[Kısa Problem]
Seçilen metne göre kupanın grup maçlarında toplam kaç gol atılmıştır?

[Seçilen Metin]
====================

Kupada bugün iki haftayı bitirdik ve grup maçları geride kaldı. Başka bir deyişle fikstürdeki 64 maçın 48'inin karşısına skorları yazıldı. Artık maç bolluğu yerini telafisi mümkün olmayan maçlara bırakacak ve heyecan giderek artacak.
İlk günlerdeki karamsarlık, heyecanın artmasıyla giderek dağıldı. Belki gelmiş geçmiş en keyifli ve en gollü kupa olmayacak ama (48 maçta 101 gol atıldı) her an sürprizle karşılaşmamız olası olduğundan çok şaşırtıcı ve unutulmaz anlar yaşayacağımız kesin.
İlk turun özet notlarına gelirsek
"Perfect" çekenler: Hollanda ve Arjantin- 3 maç 9 puan
Golcüler: Arjantin ve Portekiz- 7 gol- Tabii Portekiz'in bunların hepsini tek bir maçta kaydettiğini unutmamak lazım
Sıfır çekenler: Ölüm Grubu'ndaki Kuzey Kore'den beklenirdi belki ama Kamerun'un bütün maçlarını kaybetmiş olması büyük hayal kırıklığı
Golsüzler: Sıfır çeken K. Kore bile gol atabilmeyi başardı ama Honduras ve Cezayir, bütün maçlarda rakiplerine, en azından mücadele açısından, iyi direnmelerine rağmen aşırı beceriksizliklerinden hiç gol atamadılar.

====================

[Verilen Veriler]
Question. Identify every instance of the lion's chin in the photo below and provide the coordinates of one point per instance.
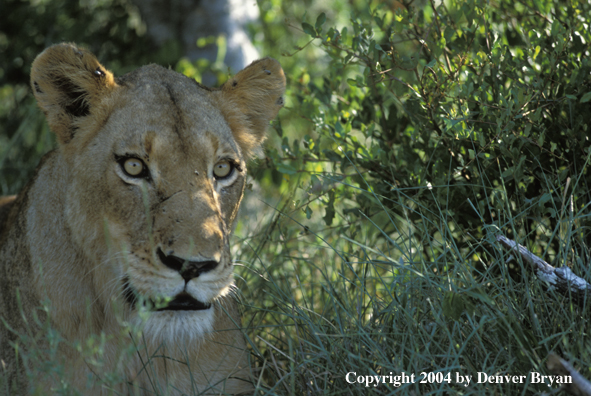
(174, 327)
(185, 302)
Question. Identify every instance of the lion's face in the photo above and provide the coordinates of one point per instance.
(156, 169)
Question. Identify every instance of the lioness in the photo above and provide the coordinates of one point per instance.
(132, 212)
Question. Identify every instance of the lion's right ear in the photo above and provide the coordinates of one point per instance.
(68, 83)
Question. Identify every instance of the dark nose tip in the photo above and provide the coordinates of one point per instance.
(187, 269)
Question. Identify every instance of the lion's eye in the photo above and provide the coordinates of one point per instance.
(133, 167)
(222, 169)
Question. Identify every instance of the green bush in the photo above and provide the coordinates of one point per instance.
(413, 134)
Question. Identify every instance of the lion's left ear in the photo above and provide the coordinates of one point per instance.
(69, 83)
(250, 100)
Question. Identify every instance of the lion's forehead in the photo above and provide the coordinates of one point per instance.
(164, 110)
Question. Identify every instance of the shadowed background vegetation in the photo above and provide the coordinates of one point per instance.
(413, 134)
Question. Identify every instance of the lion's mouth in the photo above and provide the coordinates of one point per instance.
(184, 302)
(181, 302)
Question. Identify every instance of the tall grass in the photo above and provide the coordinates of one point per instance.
(324, 302)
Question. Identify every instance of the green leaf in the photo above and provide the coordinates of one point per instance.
(586, 98)
(308, 212)
(309, 29)
(330, 212)
(286, 169)
(320, 21)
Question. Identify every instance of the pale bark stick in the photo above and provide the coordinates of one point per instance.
(560, 279)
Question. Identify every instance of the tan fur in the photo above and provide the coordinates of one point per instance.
(83, 228)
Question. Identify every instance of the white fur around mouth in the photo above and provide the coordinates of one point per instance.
(181, 302)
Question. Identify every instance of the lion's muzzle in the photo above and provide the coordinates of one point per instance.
(187, 269)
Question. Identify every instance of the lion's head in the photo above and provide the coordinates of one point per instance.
(153, 170)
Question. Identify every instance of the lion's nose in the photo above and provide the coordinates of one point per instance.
(187, 269)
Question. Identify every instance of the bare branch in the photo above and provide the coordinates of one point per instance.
(560, 279)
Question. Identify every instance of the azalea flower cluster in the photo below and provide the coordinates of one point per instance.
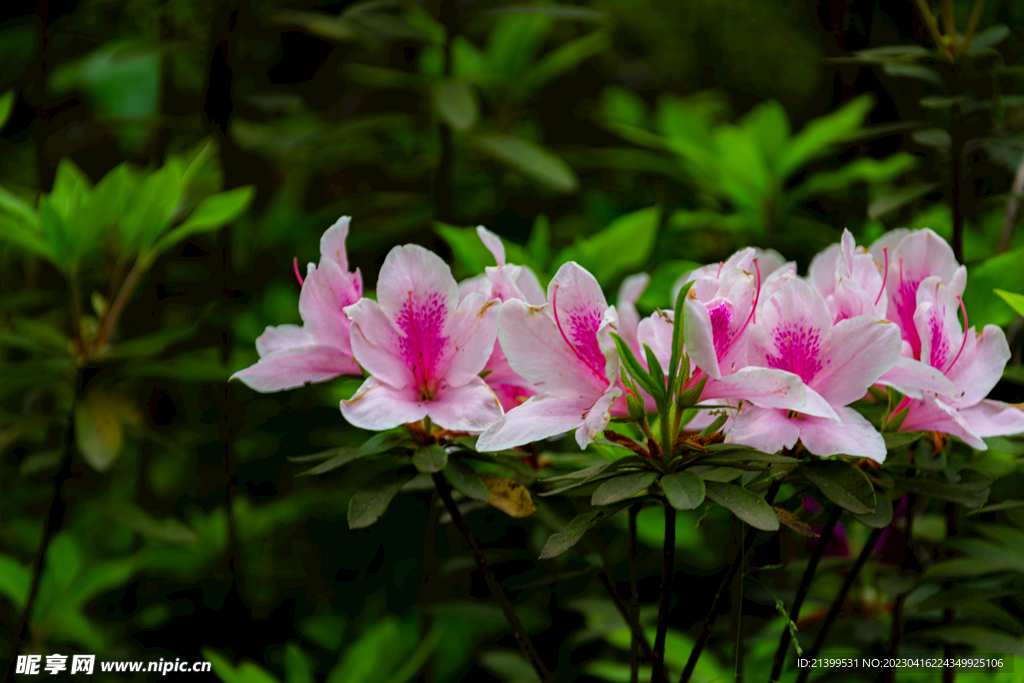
(782, 356)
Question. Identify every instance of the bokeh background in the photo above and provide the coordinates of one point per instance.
(630, 135)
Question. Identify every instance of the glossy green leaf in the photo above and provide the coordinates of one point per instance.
(531, 160)
(430, 459)
(370, 502)
(685, 491)
(744, 504)
(455, 102)
(842, 483)
(465, 480)
(622, 486)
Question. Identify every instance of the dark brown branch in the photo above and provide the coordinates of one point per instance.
(444, 491)
(805, 585)
(729, 577)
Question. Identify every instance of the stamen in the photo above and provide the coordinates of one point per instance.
(963, 343)
(554, 307)
(754, 308)
(885, 274)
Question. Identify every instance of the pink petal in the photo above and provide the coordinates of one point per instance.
(374, 344)
(578, 306)
(290, 368)
(326, 292)
(629, 317)
(333, 243)
(861, 350)
(761, 386)
(853, 435)
(821, 272)
(597, 418)
(793, 332)
(282, 337)
(471, 407)
(539, 418)
(493, 243)
(537, 351)
(911, 377)
(698, 332)
(934, 415)
(993, 418)
(766, 429)
(470, 336)
(980, 366)
(378, 407)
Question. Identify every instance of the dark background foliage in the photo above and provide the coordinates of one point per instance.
(202, 534)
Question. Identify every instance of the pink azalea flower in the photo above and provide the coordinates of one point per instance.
(914, 255)
(718, 312)
(320, 350)
(973, 361)
(837, 363)
(423, 348)
(854, 284)
(565, 349)
(504, 282)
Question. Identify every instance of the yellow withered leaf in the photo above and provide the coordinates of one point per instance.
(508, 496)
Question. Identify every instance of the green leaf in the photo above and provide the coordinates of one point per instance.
(298, 668)
(967, 495)
(624, 246)
(636, 371)
(531, 160)
(1016, 301)
(897, 440)
(14, 581)
(900, 198)
(842, 483)
(563, 58)
(465, 480)
(985, 640)
(455, 102)
(430, 459)
(988, 38)
(560, 542)
(882, 516)
(818, 136)
(6, 107)
(97, 431)
(685, 491)
(744, 504)
(212, 213)
(622, 486)
(370, 502)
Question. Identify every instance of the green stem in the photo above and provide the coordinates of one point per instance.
(805, 585)
(668, 565)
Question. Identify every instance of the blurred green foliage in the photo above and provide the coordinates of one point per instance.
(628, 136)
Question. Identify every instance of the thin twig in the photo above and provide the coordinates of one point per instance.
(837, 605)
(668, 565)
(805, 585)
(1013, 208)
(634, 620)
(729, 577)
(54, 518)
(624, 609)
(444, 491)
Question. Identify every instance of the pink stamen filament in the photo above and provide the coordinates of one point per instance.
(754, 308)
(963, 343)
(554, 307)
(885, 274)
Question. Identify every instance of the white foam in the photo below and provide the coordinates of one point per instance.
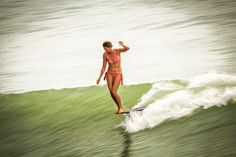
(183, 101)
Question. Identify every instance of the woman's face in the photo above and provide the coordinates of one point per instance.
(108, 49)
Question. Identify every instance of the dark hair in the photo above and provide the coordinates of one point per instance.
(107, 44)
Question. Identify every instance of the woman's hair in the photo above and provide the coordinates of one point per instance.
(107, 44)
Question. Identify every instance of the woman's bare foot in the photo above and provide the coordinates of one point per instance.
(120, 110)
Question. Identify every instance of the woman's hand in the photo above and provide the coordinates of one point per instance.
(121, 43)
(98, 81)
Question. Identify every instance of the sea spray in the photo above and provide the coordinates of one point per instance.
(206, 90)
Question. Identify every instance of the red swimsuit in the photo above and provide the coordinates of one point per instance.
(114, 60)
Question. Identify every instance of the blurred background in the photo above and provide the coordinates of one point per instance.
(180, 68)
(57, 44)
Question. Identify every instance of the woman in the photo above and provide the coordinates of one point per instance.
(114, 73)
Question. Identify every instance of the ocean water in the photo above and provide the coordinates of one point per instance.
(194, 117)
(180, 68)
(58, 44)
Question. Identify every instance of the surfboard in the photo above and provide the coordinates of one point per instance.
(132, 110)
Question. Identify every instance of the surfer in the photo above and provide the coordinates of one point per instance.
(114, 73)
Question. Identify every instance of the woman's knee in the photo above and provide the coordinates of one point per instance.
(113, 92)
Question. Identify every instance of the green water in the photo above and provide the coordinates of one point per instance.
(81, 122)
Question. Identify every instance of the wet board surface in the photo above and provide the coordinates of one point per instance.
(132, 110)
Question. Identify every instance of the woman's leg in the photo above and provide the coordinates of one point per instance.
(109, 84)
(115, 86)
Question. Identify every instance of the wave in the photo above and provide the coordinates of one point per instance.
(171, 99)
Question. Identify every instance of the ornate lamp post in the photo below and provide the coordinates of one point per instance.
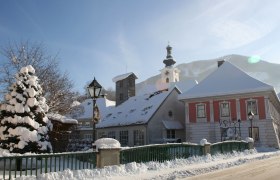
(94, 89)
(251, 117)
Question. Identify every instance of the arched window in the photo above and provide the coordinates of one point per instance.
(170, 113)
(167, 80)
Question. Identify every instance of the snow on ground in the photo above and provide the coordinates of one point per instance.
(175, 169)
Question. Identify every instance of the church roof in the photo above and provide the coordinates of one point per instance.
(226, 80)
(123, 76)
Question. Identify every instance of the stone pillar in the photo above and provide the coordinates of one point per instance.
(267, 108)
(108, 157)
(206, 149)
(187, 118)
(238, 109)
(211, 112)
(251, 145)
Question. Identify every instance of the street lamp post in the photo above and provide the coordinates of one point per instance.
(94, 89)
(239, 121)
(251, 117)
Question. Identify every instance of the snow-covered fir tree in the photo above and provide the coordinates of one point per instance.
(24, 126)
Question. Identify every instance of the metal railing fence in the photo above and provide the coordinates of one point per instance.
(160, 153)
(15, 166)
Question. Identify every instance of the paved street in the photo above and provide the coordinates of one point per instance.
(267, 169)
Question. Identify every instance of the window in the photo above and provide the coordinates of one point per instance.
(224, 109)
(167, 80)
(101, 135)
(120, 83)
(112, 134)
(200, 111)
(121, 96)
(124, 138)
(170, 134)
(88, 136)
(255, 136)
(170, 113)
(80, 124)
(138, 137)
(87, 124)
(252, 106)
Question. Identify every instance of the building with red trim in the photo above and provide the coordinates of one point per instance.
(217, 108)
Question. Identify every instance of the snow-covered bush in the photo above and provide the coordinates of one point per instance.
(107, 143)
(203, 142)
(248, 139)
(24, 126)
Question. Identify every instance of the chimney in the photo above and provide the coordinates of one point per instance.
(220, 62)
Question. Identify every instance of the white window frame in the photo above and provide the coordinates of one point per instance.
(111, 134)
(170, 133)
(223, 112)
(250, 108)
(124, 138)
(138, 137)
(87, 124)
(198, 110)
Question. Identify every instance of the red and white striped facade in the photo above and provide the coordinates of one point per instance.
(228, 95)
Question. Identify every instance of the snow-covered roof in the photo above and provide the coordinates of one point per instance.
(103, 104)
(123, 76)
(136, 110)
(168, 124)
(183, 86)
(226, 80)
(62, 119)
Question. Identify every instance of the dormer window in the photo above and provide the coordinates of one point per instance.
(200, 111)
(252, 106)
(224, 109)
(170, 113)
(167, 80)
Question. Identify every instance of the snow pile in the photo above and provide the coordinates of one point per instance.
(203, 142)
(107, 143)
(248, 139)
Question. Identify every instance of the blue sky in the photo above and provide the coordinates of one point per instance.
(106, 38)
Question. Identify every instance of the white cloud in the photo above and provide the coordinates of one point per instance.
(216, 25)
(234, 34)
(130, 58)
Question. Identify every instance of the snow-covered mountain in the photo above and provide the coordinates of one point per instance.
(198, 70)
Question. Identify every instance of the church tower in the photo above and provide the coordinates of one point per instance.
(169, 73)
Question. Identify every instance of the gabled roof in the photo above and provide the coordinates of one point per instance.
(226, 80)
(62, 119)
(103, 104)
(123, 76)
(136, 110)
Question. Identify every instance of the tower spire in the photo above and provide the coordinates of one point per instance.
(169, 61)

====================

[Alıştırma Çıktısı]
48 maçta toplam 101 gol atılmıştır.